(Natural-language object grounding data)
+++
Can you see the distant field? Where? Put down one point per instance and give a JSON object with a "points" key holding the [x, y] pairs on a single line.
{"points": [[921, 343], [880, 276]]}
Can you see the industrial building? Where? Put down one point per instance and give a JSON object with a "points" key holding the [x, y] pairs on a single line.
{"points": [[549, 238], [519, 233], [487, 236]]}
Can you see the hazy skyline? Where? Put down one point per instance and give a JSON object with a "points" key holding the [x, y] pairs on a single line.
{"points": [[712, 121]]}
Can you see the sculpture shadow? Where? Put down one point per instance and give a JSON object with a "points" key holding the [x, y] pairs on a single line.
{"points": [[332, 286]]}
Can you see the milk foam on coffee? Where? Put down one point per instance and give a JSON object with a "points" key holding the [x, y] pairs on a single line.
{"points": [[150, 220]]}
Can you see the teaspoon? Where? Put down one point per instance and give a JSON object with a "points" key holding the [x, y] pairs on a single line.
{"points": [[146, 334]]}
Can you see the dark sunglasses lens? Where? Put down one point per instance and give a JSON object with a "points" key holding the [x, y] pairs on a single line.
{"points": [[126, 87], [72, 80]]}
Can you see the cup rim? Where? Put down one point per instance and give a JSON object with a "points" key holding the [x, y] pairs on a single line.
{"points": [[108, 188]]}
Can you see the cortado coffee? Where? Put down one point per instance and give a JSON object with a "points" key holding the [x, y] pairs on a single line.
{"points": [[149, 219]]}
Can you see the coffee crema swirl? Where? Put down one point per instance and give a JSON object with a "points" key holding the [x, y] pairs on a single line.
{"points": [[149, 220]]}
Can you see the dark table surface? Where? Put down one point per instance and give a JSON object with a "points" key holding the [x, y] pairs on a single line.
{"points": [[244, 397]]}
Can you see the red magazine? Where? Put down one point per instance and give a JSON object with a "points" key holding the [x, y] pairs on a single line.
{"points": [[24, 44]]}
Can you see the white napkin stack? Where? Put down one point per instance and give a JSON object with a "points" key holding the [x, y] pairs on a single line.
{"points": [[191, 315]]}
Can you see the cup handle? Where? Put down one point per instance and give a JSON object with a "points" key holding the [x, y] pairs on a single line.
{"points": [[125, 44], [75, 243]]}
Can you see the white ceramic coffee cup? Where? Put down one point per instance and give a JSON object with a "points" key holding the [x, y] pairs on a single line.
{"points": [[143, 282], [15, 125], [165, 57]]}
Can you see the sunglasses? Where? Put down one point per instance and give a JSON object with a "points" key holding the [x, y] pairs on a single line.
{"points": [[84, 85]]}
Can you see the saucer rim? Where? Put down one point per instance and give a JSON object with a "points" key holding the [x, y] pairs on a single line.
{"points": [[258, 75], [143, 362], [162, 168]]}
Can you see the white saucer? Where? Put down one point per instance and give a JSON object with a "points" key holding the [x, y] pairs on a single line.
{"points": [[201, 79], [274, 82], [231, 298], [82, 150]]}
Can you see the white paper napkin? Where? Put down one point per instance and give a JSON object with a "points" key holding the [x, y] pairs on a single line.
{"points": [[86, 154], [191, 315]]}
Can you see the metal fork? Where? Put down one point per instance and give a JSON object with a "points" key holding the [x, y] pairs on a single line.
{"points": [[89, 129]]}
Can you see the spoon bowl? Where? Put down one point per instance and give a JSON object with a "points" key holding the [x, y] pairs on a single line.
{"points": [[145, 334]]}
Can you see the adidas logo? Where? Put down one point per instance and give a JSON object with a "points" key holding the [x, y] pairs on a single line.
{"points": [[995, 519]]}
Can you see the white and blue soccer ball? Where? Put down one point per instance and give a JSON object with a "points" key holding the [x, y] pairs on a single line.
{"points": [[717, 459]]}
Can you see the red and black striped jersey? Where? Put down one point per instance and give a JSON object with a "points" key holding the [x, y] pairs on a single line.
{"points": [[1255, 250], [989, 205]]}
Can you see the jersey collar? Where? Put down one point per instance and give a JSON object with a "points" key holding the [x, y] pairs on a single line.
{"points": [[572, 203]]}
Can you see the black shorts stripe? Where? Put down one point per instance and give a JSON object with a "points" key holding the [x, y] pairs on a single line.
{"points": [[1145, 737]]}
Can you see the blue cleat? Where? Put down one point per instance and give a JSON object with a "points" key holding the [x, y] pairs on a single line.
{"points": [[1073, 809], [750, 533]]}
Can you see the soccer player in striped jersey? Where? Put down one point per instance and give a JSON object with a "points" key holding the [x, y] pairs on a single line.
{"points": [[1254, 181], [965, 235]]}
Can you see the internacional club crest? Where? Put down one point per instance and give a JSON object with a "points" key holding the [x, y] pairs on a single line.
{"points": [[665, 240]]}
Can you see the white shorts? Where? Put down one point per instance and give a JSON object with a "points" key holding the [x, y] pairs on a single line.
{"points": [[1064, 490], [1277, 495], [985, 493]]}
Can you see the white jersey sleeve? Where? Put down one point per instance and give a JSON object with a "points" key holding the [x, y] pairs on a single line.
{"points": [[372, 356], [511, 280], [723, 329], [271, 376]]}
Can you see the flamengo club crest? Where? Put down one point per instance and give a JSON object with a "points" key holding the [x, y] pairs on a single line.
+++
## What is required
Exactly the lines from the one containing "Can you see the soccer" through the end of the records should be reproduced, and no others.

## Result of the exercise
Can you see the soccer player in striped jersey? Where? Put down one point per instance and give a JSON object with a "points" key holding the [x, y] pairs on a single line.
{"points": [[1254, 181], [965, 235]]}
Can you see the internacional club crest? Where? Put down one point per instance and give a JSON object with a "points" key holding the [x, y] pairs on a single line.
{"points": [[665, 240]]}
Can you see the white shorts? Where? Put down one point per instance and give a JSON object with a "points" key holding the [x, y] pairs on a single line.
{"points": [[1064, 490], [1277, 495], [985, 493]]}
Can you see the white jersey sleeve? Where? Put down one point per instance and give a JSON object with a "points" key holding the [x, y] pairs on a single line.
{"points": [[372, 356], [511, 280], [723, 329], [271, 376]]}
Can you see the flamengo club crest? Where? Put down one point per instance and give a JSON object with a "points" key holding the [x, y] pairs on a single line.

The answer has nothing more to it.